## Exercise goal
The records below must be copied in full, exactly as they read.

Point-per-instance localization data

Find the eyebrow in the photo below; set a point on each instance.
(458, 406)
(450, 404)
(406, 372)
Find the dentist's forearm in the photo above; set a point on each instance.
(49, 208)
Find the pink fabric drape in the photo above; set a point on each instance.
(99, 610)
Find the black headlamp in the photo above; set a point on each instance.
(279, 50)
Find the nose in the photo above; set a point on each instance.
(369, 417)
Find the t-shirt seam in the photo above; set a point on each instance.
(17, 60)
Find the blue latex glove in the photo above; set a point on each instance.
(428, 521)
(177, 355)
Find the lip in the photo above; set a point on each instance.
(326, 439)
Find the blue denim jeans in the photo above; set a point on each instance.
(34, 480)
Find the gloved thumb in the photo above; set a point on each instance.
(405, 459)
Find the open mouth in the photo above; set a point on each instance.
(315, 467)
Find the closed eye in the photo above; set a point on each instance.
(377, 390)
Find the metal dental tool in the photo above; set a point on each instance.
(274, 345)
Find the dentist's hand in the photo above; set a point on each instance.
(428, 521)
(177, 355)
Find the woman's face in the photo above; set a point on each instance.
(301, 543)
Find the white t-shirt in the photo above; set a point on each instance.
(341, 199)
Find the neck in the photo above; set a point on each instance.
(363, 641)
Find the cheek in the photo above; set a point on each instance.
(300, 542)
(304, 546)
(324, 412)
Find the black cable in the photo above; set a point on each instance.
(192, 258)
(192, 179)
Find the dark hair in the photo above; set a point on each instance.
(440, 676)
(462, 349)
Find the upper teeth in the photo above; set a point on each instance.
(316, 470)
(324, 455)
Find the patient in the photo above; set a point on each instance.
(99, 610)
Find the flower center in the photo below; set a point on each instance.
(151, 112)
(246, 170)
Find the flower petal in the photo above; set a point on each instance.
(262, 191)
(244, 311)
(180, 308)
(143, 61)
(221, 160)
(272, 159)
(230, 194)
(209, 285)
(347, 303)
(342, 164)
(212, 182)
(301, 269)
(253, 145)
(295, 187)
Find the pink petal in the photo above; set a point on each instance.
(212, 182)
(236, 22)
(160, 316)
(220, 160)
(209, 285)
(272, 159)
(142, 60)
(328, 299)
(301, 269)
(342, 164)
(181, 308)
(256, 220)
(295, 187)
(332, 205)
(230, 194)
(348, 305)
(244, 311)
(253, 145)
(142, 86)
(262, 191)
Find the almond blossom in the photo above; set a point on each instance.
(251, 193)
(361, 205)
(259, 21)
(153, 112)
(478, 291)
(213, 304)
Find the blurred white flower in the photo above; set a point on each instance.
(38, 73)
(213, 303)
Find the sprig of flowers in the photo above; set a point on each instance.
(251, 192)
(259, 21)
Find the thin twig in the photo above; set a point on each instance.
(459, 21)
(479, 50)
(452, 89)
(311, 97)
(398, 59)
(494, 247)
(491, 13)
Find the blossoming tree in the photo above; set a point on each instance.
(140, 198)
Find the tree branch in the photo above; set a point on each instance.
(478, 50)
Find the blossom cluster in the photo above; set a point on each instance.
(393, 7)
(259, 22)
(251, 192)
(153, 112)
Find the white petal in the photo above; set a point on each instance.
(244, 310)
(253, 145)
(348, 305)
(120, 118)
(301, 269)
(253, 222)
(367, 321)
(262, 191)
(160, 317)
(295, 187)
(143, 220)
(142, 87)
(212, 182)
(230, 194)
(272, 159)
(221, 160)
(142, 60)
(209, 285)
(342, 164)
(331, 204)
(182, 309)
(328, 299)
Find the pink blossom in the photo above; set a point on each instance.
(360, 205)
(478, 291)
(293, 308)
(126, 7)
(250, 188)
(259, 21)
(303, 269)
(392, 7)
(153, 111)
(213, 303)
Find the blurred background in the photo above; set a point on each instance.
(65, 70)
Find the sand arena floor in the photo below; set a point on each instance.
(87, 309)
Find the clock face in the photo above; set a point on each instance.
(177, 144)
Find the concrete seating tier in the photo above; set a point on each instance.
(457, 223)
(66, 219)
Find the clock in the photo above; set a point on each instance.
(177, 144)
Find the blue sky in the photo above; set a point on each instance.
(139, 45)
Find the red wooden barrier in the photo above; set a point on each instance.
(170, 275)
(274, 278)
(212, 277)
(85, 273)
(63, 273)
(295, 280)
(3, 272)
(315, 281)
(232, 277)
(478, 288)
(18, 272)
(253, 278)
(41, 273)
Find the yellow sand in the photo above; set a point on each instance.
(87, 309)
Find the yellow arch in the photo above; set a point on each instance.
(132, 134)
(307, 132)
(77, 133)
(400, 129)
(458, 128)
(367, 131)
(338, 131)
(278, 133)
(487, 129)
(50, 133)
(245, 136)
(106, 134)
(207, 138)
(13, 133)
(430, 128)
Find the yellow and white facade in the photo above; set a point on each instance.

## Written response
Find the eyebrow in the photo below; set a point on each instance.
(458, 406)
(450, 404)
(406, 372)
Find the dentist's forearm in the photo above; set a point on each instance.
(49, 208)
Find the pink fabric drape in the photo above; set a point on each instance.
(99, 610)
Find the black headlamp in the photo above; set a point on each instance.
(279, 50)
Find the nose in the photo above; set a point on each instance.
(369, 417)
Find the t-shirt seam in the photo above; set a point on each instance.
(17, 60)
Find the blue latex glove in the photo above; set a point on each instance.
(428, 521)
(177, 355)
Find the lip in the photo above; set a point on each instance.
(326, 439)
Find the blue denim jeans in the photo above; set a point on each instance.
(34, 480)
Find the gloved thumb in the photo above; set a point on each instance.
(405, 459)
Find the open mouth in the photo above; set a point on each instance.
(315, 467)
Find the closed eye in the photo above; set a point on each instance.
(377, 390)
Find the metal dental tool in the photo above; set a point on each instance.
(274, 345)
Find the dentist's hand in the photo above; set a point on each instance.
(428, 521)
(177, 355)
Find the woman's face in the photo above; set a point on each instance.
(301, 543)
Find the white t-shirt in the photo above; set a point on each instance.
(341, 199)
Find the neck in the photo above; set a point on each instance.
(363, 641)
Find the cheek in the photo above; set a point on each instance.
(300, 542)
(304, 546)
(324, 412)
Find the black cable in the photo above; set a point on each instance.
(192, 258)
(192, 179)
Find the dark hair in the photo above; set a point on each instance.
(440, 676)
(462, 349)
Find the upper teeth in the photo above; set a point on each instance.
(316, 470)
(324, 455)
Find the patient in the photo above; set a point on each instance.
(99, 610)
Find the flower center in the photo below; set a point on each instance.
(151, 112)
(246, 170)
Find the flower petal in the photo above; set a point on each instance.
(262, 191)
(244, 311)
(180, 308)
(143, 61)
(221, 160)
(272, 159)
(230, 194)
(209, 285)
(347, 303)
(342, 164)
(212, 182)
(301, 269)
(253, 145)
(295, 187)
Find the pink petal in the photo above; set a point on each instance.
(212, 182)
(236, 22)
(160, 316)
(220, 160)
(209, 285)
(272, 159)
(142, 60)
(328, 299)
(301, 269)
(342, 164)
(181, 308)
(256, 220)
(295, 187)
(332, 205)
(230, 194)
(348, 305)
(244, 311)
(253, 145)
(142, 86)
(262, 191)
Find the almond blossom in the photo above; set a point on each instance.
(251, 193)
(361, 205)
(259, 21)
(153, 112)
(478, 291)
(213, 304)
Find the blurred white flower in the photo above; set a point on each instance.
(38, 73)
(213, 303)
Find the sprig of flowers in the photo above; set a point on each instance.
(251, 192)
(259, 21)
Find the thin twig in the photo above; set a point on each instance.
(459, 21)
(479, 50)
(452, 89)
(311, 97)
(398, 59)
(494, 247)
(491, 13)
Find the blossoming tree in the photo above; set a point on each instance.
(140, 198)
Find the tree branch in the photo above; set a point on each instance.
(478, 50)
Find the blossom cluster in the photo above; set a point on each instance.
(393, 7)
(259, 22)
(251, 192)
(153, 112)
Find the white petal in the photo above; set a point on each instance.
(244, 310)
(253, 145)
(348, 305)
(120, 118)
(301, 269)
(253, 222)
(367, 321)
(262, 191)
(160, 317)
(295, 187)
(143, 220)
(142, 87)
(212, 182)
(230, 194)
(272, 159)
(221, 160)
(142, 60)
(209, 285)
(342, 164)
(331, 204)
(182, 309)
(328, 299)
Find the pink blossom in the photo above; set a point on each instance.
(360, 205)
(478, 291)
(293, 308)
(126, 7)
(250, 188)
(259, 21)
(303, 269)
(392, 7)
(153, 111)
(213, 303)
Find the blurred background in the photo above; set a point on each instance.
(65, 70)
Find the sand arena floor in the photo below; set a point on each instance.
(87, 309)
Find the clock face in the photo above; set a point on each instance.
(177, 144)
Find the concrete seating tier in the photo above; set a point on each instance.
(457, 223)
(66, 219)
Find the clock in the photo above; set a point on each instance.
(177, 144)
Find the blue sky in the photo above; set a point on each instance.
(139, 45)
Find the red wooden barrier in the photo above; set a point on each instance.
(170, 275)
(274, 278)
(212, 277)
(85, 273)
(63, 273)
(295, 280)
(3, 272)
(315, 281)
(232, 277)
(478, 288)
(18, 272)
(253, 278)
(41, 273)
Find the yellow sand in the photo above; set a point on each instance.
(87, 309)
Find the yellow arch in the photo above; set a point on each instance.
(132, 134)
(307, 132)
(77, 133)
(400, 129)
(458, 128)
(367, 131)
(338, 131)
(278, 133)
(487, 129)
(50, 133)
(245, 136)
(106, 134)
(207, 138)
(13, 133)
(430, 128)
Find the yellow and white facade in the photo above; set a point on each instance.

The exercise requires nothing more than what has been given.